→ **What you will do**
Reproduce the records word for word, leaving out any pictures they hold.
──────── Data shown
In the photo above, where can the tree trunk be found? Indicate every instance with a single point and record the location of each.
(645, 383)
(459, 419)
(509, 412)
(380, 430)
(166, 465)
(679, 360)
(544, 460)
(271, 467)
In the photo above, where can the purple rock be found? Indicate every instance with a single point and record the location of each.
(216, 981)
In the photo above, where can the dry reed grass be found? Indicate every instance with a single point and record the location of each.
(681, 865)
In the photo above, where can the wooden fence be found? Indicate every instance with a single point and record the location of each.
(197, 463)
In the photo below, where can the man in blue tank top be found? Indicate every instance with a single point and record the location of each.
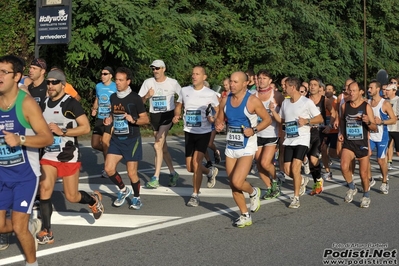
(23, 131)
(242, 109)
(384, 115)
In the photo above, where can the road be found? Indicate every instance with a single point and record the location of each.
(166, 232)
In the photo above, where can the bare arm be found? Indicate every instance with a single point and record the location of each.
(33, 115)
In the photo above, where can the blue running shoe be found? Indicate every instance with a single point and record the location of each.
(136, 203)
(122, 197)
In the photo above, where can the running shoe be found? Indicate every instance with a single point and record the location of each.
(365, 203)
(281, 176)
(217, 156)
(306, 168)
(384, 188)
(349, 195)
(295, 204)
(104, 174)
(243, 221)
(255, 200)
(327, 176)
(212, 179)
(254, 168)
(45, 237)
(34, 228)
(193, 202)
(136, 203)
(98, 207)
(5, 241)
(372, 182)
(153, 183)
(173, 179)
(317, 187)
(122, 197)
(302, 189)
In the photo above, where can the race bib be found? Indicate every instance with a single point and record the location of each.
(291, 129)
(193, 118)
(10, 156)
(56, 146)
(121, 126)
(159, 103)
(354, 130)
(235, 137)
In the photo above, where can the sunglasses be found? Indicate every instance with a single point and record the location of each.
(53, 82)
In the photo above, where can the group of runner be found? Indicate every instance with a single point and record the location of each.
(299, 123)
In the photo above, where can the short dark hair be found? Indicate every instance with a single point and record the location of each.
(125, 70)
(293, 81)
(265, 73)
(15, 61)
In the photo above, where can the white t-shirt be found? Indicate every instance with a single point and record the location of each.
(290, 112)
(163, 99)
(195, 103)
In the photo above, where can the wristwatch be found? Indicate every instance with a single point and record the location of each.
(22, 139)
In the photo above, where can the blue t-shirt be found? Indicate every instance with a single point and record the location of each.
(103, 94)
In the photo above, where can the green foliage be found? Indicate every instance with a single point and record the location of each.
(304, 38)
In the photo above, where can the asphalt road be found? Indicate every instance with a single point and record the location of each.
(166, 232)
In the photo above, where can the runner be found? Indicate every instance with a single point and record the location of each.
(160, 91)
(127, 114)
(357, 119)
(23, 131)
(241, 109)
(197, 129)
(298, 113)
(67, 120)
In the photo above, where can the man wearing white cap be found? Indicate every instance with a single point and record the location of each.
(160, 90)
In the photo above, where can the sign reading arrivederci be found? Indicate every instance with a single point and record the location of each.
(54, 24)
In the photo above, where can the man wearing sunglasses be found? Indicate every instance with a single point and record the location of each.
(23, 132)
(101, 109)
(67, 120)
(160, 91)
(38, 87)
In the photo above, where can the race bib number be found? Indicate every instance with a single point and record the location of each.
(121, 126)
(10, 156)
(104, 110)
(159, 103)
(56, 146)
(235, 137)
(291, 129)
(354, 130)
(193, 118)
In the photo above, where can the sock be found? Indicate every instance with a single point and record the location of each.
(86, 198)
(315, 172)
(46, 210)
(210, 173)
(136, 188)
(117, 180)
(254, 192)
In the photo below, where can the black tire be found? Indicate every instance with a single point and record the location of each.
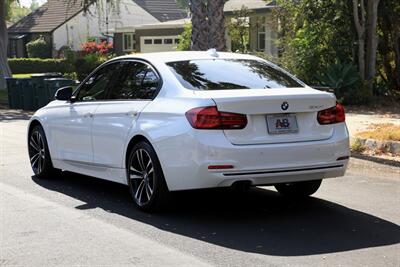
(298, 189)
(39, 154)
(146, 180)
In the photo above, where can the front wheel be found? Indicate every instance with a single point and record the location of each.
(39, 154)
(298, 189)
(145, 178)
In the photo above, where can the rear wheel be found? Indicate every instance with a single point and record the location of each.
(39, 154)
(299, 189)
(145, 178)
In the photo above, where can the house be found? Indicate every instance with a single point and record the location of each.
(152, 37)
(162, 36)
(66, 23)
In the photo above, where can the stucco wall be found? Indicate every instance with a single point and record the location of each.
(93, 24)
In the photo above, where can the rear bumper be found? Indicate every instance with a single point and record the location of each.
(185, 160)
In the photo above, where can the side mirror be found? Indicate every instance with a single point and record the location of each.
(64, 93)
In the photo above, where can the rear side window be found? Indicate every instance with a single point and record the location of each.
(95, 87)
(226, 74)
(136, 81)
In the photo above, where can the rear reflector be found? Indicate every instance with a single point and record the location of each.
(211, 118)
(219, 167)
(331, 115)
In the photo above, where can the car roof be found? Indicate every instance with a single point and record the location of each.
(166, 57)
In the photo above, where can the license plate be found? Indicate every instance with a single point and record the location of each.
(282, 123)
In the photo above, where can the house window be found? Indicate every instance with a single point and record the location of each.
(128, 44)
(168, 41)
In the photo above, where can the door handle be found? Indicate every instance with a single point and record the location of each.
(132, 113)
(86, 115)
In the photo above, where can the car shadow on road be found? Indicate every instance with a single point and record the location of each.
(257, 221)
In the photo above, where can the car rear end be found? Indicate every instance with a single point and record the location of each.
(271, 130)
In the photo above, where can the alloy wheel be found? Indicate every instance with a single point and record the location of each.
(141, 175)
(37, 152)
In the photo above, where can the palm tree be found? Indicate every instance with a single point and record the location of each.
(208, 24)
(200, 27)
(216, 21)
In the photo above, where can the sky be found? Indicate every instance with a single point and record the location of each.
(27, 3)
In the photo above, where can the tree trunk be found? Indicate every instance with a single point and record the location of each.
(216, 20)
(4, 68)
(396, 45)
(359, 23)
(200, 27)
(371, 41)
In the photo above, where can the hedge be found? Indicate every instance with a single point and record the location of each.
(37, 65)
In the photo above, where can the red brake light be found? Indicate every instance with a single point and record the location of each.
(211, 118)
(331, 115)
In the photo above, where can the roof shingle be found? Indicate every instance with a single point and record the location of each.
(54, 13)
────────────────
→ **Answer space**
In the photo above, where can the tree trunk be found? Indicate every instance with a single point and record the location of each.
(645, 383)
(459, 419)
(509, 412)
(380, 430)
(166, 465)
(679, 360)
(544, 460)
(271, 467)
In the photo above, where can the purple rock be found? Indicate every instance with a single point and record the location of each.
(216, 981)
In the photo above, where can the dry reed grass be found? Indicate every instance with a single point and record the location of each.
(681, 865)
In the photo above, where can the wooden fence be found? Indicate every instance with a single point and record the location of each.
(197, 463)
In the photo below, where can the man in blue tank top be found? Indicate every instance with a single point and record the location of each.
(23, 131)
(242, 109)
(384, 115)
In the photo above, where can the road be found? Indicate every instance with a single point and record the location of each.
(166, 232)
In the photo above, where can the bare arm be found? Indicate every instance with a single point and record the location of each.
(33, 115)
In the photo above, where can the blue running shoe be found? Indicate every instance with a single point and record the location of each.
(136, 203)
(122, 197)
In the photo above, where can the running shoe be found? Indicate every instance with a single point and record the location of each.
(365, 203)
(281, 176)
(217, 156)
(306, 168)
(384, 188)
(349, 195)
(295, 204)
(104, 174)
(243, 221)
(255, 200)
(327, 176)
(212, 179)
(254, 168)
(45, 237)
(34, 228)
(193, 202)
(136, 203)
(98, 207)
(5, 241)
(372, 182)
(153, 183)
(173, 179)
(317, 187)
(122, 197)
(302, 189)
In the photo above, where can the race bib be found? Indicate every instance with a single point and record the location of each.
(291, 129)
(193, 118)
(10, 156)
(56, 146)
(121, 126)
(159, 103)
(354, 130)
(235, 137)
In the photo above, where can the sunglasses be found? Indicate every instance with a single point and record the location of each.
(53, 82)
In the photo above, where can the group of runner be found? Indicate every instance with a single point and record the location of each.
(299, 123)
In the photo above, where can the short dark hair be found? Indicate every instance with a single point and record the location of each.
(125, 70)
(293, 81)
(265, 73)
(15, 61)
In the photo above, where can the white t-shirt be found? Indicate every instance with a single point and record the location of each.
(290, 112)
(163, 99)
(195, 103)
In the photo above, where can the wristwatch be found? Indicate every instance with a single point and record the location of each.
(22, 139)
In the photo above, where can the blue t-shirt be found? Indicate every instance with a single point and record the location of each.
(103, 94)
In the photo above, where can the green foliage be found? Indicate every instance with a single point and record the location of each.
(304, 38)
In the photo above, where can the asphalt road be found? Indicate every instance with a single point and record the location of each.
(166, 232)
In the photo above, where can the runner be found? Indicate every instance with a single point and record the location of each.
(160, 91)
(127, 114)
(357, 119)
(23, 131)
(241, 109)
(197, 129)
(298, 113)
(67, 120)
In the photo above, where can the man wearing white cap be found? Indicate every instance with a single point and record the location of each.
(160, 90)
In the photo above, where can the sign reading arrivederci be found? Indicate every instance with a single point and record the location of each.
(54, 24)
In the photo above, where can the man wearing sunglasses be found? Indicate every instance with a single point and record the location of each.
(23, 132)
(101, 109)
(67, 120)
(160, 91)
(38, 87)
In the photo above, where can the race bib number be found? Indicate every instance with a single point and record the location of each.
(121, 126)
(10, 156)
(104, 110)
(159, 103)
(56, 146)
(235, 137)
(291, 129)
(354, 130)
(193, 118)
In the photo above, where can the sock be found? Indicate every instance with a single point and record the location of each.
(86, 198)
(315, 172)
(46, 210)
(210, 173)
(136, 188)
(117, 180)
(254, 192)
In the photo below, where can the black tire be found? Indicate every instance with a single point and record the location of each.
(298, 189)
(39, 154)
(146, 180)
In the photo above, where can the front wheel be found? Indicate every instance with a single point and record the location of each.
(39, 154)
(298, 189)
(145, 178)
In the photo above, where can the rear wheel be found? Indicate every instance with a single point and record the location of each.
(39, 154)
(299, 189)
(145, 178)
In the photo above, where can the house be found? Indicate every instance with a single point and record the location of each.
(152, 37)
(162, 36)
(66, 23)
In the photo above, where can the stucco wall be found? Indicate every instance with a single point and record the location of each.
(93, 24)
In the photo above, where can the rear bumper be found? Indicate every instance with a single point and record the location of each.
(185, 160)
In the photo above, where can the side mirror be found? Indicate every instance with a single point and record the location of each.
(64, 93)
In the photo above, where can the rear side window be found? Indicate every instance with a single point and record the location of each.
(95, 87)
(226, 74)
(136, 81)
In the photo above, where can the rear reflector be found? Indicate every instance with a single point and record the location of each.
(211, 118)
(219, 167)
(331, 115)
In the photo above, where can the car roof be found? Indicate every instance with a single point and record the location of each.
(166, 57)
In the photo above, where can the license plate be found? Indicate every instance with a single point and record the location of each.
(282, 123)
In the photo above, where can the house window be found? Indicate every instance with a single point and record the location of each.
(128, 44)
(168, 41)
In the photo above, where can the door handle be found? Indicate every instance with a single point and record the location of each.
(132, 113)
(86, 115)
In the photo above, where can the car shadow on road be found? Indicate every instance with a single point and record the location of each.
(257, 221)
In the photo above, where can the car rear end be found? Indicate every instance with a single point and record the location of each.
(271, 130)
In the photo above, where can the alloy wheel be found? Indicate every instance with a single point and record the location of each.
(141, 175)
(37, 152)
In the photo above, where can the palm tree be found? Indicate every instance with a single point and record the location of each.
(208, 24)
(200, 27)
(216, 21)
In the photo above, where can the sky be found? Indicate every instance with a single point and record the location of each.
(27, 3)
In the photo above, where can the tree trunk be found? Indicate every instance with a single point and record the location of each.
(216, 20)
(4, 68)
(396, 45)
(359, 23)
(200, 27)
(371, 41)
In the photo above, where can the hedge be found? Indicate every instance with a single point and record the location of each.
(37, 65)
In the photo above, where can the red brake light be found? Indicate every instance with a single point and record the location of each.
(211, 118)
(331, 115)
In the photo above, where can the roof shingle be found? Indicate every instance with a single point and record the location of each.
(54, 13)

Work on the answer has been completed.